Document extract »
┄┄┄┄┄┄
In a university news release on October 19, microbiologist John Tudor, Ph.D., professor of biology at Saint Joseph's University in Philadelphia, US, anticipates a mild flu season this year, especially compared to last year's pandemic of H1N1.
"There should be increased resistance to H1N1 due to both natural immunity for those who were infected last year, and to artificial immunity for those who received the H1N1 vaccine," he said. "I also anticipate that more people will be vaccinated this year, which should reduce the infection rate even more."
All age groups are at risk, but the very young and very old are at higher risk of catching the flu. Another risk factor: stress. High stress weakens your immune system to the flu, said Tudor, "and infected people who are stressed may also experience more severe symptoms."
In 2009, a new flu vaccine was developed to better protect people over the age of 65. The injection has four times the amount of antigens without additional side effects from the standard vaccine. Both vaccines protect against three types of influenza, including H1N1.
In a news release earlier this month, David Salisbury, director of immunization at the UK Department of Health, recently advised people not to underestimate the effects of seasonal flu. "It is not the same as getting a cold," he warned. "It can seriously affect your health and the risks of developing complications are greater if you have certain pre-existing medical conditions."
Tudor recommends the following to stay healthy this season:
- Relax to reduce stress, but get vaccinated. This is the best way to protect yourself and those close to you from getting the flu.
- Wash your hands often, and try not to touch your eyes, mouth, or nose, which are the entry areas for the virus.
- When you cough or sneeze, use a tissue if possible. Otherwise cough or sneeze into your elbow or upper arm area.
- If you get sick, stay home to avoid spreading illness to others.
┄┄┄┄┄┄
Input data »
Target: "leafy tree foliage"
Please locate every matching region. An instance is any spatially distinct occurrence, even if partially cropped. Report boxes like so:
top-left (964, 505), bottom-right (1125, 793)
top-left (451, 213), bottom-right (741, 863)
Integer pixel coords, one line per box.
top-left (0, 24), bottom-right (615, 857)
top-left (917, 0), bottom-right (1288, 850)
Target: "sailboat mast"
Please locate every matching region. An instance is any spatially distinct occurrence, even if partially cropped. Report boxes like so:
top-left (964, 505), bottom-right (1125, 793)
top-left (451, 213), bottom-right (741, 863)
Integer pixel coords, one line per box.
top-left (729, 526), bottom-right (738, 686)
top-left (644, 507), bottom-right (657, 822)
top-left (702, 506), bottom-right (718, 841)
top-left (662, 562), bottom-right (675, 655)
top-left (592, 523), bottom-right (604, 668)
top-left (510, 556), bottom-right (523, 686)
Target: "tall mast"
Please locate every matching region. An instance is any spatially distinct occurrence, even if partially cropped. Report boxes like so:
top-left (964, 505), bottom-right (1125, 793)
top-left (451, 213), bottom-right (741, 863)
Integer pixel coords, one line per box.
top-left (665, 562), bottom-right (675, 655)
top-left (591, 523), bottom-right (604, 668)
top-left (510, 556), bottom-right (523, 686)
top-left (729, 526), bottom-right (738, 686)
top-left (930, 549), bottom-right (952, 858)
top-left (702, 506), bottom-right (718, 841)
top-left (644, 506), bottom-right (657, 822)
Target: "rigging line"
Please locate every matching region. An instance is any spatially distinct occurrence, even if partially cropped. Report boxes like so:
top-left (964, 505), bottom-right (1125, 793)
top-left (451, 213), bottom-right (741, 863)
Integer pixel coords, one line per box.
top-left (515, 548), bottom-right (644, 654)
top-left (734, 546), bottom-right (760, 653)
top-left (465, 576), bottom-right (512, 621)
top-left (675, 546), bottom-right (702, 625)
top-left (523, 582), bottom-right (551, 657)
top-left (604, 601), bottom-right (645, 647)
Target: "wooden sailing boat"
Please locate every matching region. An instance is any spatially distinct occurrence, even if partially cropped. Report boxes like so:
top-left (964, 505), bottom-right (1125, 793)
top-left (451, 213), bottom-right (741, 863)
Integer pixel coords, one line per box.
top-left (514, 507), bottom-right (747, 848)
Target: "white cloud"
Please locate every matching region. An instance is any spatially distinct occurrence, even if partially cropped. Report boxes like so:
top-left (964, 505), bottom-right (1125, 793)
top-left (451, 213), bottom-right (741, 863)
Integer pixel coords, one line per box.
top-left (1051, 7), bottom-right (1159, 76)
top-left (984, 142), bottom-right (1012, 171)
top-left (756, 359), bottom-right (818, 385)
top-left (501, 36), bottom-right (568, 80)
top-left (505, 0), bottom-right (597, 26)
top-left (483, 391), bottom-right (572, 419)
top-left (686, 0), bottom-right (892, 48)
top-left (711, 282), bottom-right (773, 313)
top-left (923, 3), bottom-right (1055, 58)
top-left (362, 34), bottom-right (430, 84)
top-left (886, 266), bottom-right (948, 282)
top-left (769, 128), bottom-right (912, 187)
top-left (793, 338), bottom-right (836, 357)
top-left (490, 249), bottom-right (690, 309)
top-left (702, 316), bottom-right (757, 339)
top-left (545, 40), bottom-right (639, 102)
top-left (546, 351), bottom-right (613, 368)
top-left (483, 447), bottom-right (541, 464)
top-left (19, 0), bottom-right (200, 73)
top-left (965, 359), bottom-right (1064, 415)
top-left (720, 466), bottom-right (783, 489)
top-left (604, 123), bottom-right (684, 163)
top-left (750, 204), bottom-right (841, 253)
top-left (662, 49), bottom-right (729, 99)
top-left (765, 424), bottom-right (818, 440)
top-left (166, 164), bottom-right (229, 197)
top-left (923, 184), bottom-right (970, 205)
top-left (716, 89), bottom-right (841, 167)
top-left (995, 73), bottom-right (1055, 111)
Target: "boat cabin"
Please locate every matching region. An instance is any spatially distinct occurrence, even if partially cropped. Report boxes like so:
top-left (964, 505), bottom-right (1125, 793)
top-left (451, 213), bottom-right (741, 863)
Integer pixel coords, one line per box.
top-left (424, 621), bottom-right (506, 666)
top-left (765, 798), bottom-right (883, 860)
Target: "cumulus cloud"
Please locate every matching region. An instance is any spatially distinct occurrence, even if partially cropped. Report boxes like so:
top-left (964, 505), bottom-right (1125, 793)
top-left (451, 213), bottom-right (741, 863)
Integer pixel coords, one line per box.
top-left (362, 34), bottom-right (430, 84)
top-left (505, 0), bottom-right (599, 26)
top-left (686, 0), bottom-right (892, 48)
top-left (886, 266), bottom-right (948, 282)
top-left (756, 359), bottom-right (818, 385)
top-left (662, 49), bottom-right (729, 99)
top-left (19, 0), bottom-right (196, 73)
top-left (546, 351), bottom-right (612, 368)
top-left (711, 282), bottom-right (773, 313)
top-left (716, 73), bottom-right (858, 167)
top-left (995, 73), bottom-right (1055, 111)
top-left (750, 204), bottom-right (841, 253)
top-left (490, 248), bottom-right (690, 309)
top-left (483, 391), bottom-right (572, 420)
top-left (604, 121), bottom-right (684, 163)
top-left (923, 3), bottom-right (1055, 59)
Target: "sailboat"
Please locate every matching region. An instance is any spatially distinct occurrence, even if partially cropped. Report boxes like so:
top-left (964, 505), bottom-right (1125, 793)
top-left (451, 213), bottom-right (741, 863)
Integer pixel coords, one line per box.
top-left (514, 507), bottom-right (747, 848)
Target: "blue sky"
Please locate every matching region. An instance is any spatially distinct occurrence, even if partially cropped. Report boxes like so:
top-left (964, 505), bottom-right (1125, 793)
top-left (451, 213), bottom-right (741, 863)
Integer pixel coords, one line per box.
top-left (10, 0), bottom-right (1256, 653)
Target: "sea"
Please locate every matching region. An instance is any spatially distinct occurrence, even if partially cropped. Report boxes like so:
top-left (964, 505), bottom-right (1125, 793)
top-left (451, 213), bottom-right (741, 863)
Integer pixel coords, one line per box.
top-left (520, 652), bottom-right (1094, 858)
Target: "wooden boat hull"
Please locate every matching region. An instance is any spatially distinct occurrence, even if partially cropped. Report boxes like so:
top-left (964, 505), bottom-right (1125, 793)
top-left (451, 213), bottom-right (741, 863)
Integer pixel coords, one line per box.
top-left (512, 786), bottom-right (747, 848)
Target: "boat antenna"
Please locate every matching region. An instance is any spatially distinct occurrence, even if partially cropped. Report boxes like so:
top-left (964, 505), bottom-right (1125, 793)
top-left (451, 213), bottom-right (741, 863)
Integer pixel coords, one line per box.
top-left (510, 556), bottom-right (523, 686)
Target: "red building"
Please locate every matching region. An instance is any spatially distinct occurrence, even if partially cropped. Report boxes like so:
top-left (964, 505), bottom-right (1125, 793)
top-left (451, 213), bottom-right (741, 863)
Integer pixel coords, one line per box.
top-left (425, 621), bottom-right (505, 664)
┄┄┄┄┄┄
Directions for this task » Copy the flu season article word for word, everything from "Tudor recommends the" down to "upper arm area.".

Result of this task »
Tudor recommends the following to stay healthy this season:
- Relax to reduce stress, but get vaccinated. This is the best way to protect yourself and those close to you from getting the flu.
- Wash your hands often, and try not to touch your eyes, mouth, or nose, which are the entry areas for the virus.
- When you cough or sneeze, use a tissue if possible. Otherwise cough or sneeze into your elbow or upper arm area.